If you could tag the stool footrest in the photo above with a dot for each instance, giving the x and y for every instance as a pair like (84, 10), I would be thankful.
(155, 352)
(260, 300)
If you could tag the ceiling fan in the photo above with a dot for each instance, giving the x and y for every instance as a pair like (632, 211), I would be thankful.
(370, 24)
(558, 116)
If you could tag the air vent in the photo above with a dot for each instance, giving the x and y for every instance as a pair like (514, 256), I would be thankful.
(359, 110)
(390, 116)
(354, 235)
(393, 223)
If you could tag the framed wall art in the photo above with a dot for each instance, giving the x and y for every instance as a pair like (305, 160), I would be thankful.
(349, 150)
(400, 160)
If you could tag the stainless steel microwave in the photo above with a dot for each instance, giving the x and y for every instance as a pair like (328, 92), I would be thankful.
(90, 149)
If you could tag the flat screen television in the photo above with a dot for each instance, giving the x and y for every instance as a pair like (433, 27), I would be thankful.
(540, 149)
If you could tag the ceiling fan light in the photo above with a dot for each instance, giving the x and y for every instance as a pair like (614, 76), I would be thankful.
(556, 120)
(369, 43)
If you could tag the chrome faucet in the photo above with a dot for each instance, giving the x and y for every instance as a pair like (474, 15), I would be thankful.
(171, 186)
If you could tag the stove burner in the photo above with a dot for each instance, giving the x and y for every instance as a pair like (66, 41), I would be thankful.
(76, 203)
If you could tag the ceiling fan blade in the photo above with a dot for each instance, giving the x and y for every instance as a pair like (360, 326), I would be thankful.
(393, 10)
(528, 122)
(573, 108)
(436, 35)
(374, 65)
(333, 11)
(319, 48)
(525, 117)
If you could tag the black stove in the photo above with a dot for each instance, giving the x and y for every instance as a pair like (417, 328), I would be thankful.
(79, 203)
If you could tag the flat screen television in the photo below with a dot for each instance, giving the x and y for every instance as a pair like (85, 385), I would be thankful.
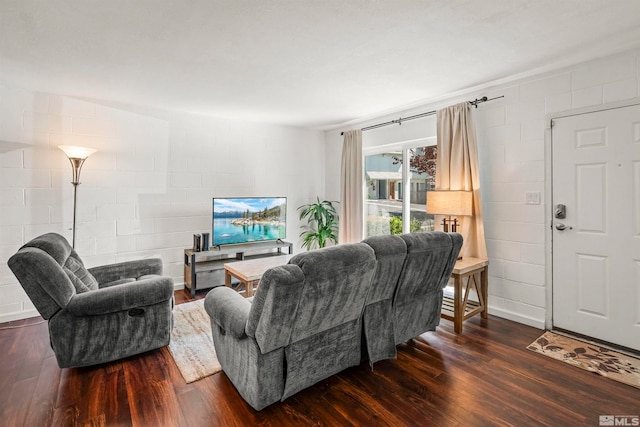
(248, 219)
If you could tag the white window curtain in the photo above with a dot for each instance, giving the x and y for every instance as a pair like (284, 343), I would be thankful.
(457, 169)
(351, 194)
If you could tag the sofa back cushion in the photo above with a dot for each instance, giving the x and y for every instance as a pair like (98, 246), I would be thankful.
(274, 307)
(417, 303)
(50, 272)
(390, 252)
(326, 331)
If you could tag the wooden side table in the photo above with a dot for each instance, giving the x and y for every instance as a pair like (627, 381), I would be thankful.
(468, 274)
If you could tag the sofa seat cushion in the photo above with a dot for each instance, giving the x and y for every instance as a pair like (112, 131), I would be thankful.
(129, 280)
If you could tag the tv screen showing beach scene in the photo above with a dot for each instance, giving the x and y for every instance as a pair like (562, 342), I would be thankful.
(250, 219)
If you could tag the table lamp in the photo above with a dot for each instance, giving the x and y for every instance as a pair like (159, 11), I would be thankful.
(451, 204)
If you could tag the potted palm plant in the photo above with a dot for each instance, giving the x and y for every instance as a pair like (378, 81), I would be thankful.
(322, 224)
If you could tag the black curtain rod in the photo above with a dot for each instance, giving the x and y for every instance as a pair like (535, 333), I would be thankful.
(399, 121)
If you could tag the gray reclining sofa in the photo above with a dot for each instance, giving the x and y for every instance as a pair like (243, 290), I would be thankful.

----------------

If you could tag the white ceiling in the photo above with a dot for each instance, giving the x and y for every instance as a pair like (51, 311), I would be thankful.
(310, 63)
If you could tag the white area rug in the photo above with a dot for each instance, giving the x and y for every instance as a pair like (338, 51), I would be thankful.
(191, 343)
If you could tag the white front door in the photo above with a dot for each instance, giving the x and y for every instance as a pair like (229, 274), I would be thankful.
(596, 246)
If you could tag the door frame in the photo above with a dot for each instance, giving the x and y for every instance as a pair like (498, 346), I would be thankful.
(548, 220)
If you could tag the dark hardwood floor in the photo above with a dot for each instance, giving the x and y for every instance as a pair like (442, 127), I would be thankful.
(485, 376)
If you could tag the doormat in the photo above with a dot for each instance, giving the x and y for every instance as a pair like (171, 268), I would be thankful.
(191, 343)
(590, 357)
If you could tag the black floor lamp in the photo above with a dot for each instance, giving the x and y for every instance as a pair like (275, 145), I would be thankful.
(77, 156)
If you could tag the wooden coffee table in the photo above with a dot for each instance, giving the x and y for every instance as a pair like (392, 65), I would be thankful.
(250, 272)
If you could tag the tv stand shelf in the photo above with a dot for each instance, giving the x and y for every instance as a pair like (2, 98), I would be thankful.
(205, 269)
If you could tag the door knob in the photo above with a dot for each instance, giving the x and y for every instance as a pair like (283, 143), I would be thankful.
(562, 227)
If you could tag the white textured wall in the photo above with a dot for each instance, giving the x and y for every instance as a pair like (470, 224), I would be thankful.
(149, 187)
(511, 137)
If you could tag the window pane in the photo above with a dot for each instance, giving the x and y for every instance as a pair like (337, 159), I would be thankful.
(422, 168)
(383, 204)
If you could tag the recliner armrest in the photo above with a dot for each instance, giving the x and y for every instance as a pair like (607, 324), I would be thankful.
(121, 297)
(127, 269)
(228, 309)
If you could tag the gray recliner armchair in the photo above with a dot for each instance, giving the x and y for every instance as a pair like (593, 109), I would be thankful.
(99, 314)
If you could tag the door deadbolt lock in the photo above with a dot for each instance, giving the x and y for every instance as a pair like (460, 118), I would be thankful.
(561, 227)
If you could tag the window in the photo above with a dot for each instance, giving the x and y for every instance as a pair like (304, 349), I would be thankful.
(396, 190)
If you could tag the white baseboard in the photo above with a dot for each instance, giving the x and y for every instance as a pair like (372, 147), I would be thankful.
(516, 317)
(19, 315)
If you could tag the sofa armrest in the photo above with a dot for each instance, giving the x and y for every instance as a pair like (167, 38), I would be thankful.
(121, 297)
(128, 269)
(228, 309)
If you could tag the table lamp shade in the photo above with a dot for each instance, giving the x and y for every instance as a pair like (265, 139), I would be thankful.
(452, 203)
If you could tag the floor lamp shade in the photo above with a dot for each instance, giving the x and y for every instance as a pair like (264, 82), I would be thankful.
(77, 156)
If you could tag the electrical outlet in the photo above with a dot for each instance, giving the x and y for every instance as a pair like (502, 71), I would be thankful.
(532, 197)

----------------

| The task |
Locate each line of the records above that contains the word "shade" and copy every such line in full.

| Task output |
If you could tag the table lamp shade in the photo above with a dot for each instance, giving the x and y for every instance as a pair like (265, 139), I would be thankful.
If you could tag the floor lamp shade in the photo above with a dot for each instance, giving the x and y for every instance as a pair like (264, 82), I would be thankful.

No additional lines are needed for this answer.